Then there was the card.
I’ve always loved cards. There’s something personal about them that gifts can’t fully replace. Someone standing in a store reading through different messages trying to choose words that sound closest to how they feel about you—that matters to me. Her card had me crying quietly in the kitchen because you suddenly realize your children understand you differently now. They’re growing old enough to express love in more thoughtful, intentional ways.
That part of motherhood feels beautiful and heartbreaking at the same time. Part of you constantly grieves old versions of your children while simultaneously falling in love with who they’re becoming.
Then somehow Mother’s Day ended and my birthday started. Some years the two fall on the same day. Other years they’re separate. Honestly, I prefer when they’re separate because it makes them feel like two distinct moments instead of one combined celebration. Although if your birthday lands right after Mother’s Day, everyone in your life definitely benefits from discounted flowers. That’s just smart budgeting.
Just like Mother’s Day, Hayden texted me shortly after midnight. She’s always the first one. That consistency means more to me than she probably realizes.

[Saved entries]
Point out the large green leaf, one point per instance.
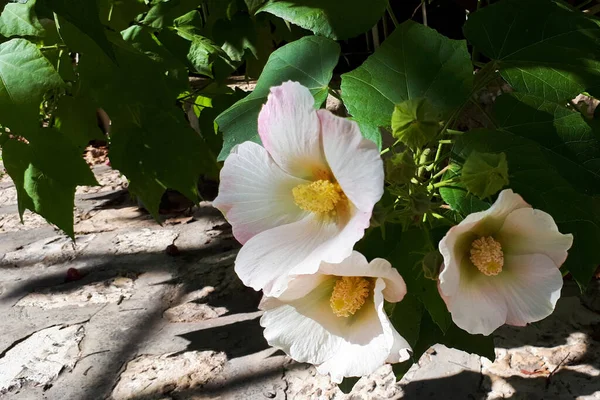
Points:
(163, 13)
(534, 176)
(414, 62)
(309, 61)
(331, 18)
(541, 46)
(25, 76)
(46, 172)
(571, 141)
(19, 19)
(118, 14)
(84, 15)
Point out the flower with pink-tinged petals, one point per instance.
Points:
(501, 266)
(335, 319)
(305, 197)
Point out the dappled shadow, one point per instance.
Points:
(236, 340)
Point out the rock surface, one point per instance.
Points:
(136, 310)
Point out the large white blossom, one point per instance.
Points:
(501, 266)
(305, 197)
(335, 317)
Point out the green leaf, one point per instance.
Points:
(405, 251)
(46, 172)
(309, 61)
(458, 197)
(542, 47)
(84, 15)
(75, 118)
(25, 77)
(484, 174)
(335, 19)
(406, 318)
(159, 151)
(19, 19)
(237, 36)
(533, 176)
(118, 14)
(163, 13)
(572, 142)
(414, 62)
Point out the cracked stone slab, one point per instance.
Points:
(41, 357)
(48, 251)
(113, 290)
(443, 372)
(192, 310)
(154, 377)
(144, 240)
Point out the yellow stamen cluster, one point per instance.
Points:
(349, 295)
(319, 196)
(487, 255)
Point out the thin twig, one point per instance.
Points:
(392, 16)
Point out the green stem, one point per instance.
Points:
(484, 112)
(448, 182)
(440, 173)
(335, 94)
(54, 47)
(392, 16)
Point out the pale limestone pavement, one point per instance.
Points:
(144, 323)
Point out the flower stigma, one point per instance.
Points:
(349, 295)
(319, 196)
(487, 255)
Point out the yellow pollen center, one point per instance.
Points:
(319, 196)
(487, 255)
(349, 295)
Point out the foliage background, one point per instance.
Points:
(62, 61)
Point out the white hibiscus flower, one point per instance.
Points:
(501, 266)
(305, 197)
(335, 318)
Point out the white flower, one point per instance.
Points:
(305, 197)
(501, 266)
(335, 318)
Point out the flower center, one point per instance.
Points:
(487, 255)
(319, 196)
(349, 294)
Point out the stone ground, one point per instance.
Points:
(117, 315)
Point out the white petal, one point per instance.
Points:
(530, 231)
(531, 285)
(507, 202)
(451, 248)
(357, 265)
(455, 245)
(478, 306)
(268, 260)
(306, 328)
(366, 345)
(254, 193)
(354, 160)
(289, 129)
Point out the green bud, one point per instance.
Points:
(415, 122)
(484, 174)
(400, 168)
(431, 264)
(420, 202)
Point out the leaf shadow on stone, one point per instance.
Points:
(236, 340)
---
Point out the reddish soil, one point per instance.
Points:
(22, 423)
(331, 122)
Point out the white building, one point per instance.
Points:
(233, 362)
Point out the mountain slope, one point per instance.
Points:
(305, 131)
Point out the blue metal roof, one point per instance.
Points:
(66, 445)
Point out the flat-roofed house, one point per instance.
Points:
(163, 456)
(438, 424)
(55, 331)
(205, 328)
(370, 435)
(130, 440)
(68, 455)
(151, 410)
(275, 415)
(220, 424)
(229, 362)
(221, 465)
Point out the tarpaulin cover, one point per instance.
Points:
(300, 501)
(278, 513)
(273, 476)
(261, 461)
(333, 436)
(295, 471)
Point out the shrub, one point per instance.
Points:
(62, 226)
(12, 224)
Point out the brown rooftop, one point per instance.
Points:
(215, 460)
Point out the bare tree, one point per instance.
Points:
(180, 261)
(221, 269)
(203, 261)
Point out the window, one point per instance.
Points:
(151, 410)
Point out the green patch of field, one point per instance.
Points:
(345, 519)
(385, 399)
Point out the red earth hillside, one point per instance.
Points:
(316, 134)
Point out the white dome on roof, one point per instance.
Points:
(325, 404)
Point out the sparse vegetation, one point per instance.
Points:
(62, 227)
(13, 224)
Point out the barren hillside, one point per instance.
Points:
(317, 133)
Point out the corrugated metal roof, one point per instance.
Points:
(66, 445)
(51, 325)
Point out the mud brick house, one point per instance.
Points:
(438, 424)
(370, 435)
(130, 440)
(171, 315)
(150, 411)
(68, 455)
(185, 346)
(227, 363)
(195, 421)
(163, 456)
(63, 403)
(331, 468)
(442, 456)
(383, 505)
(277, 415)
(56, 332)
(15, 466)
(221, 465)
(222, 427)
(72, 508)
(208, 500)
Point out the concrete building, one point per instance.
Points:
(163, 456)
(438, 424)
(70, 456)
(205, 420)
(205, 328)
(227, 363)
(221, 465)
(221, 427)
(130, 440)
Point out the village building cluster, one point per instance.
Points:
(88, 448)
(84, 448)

- **Task requirements**: Reproduce the Mother's Day passage word for word, from "That part of" up to and including "she probably realizes.".

- **Written reply**:
That part of motherhood feels beautiful and heartbreaking at the same time. Part of you constantly grieves old versions of your children while simultaneously falling in love with who they’re becoming.
Then somehow Mother’s Day ended and my birthday started. Some years the two fall on the same day. Other years they’re separate. Honestly, I prefer when they’re separate because it makes them feel like two distinct moments instead of one combined celebration. Although if your birthday lands right after Mother’s Day, everyone in your life definitely benefits from discounted flowers. That’s just smart budgeting.
Just like Mother’s Day, Hayden texted me shortly after midnight. She’s always the first one. That consistency means more to me than she probably realizes.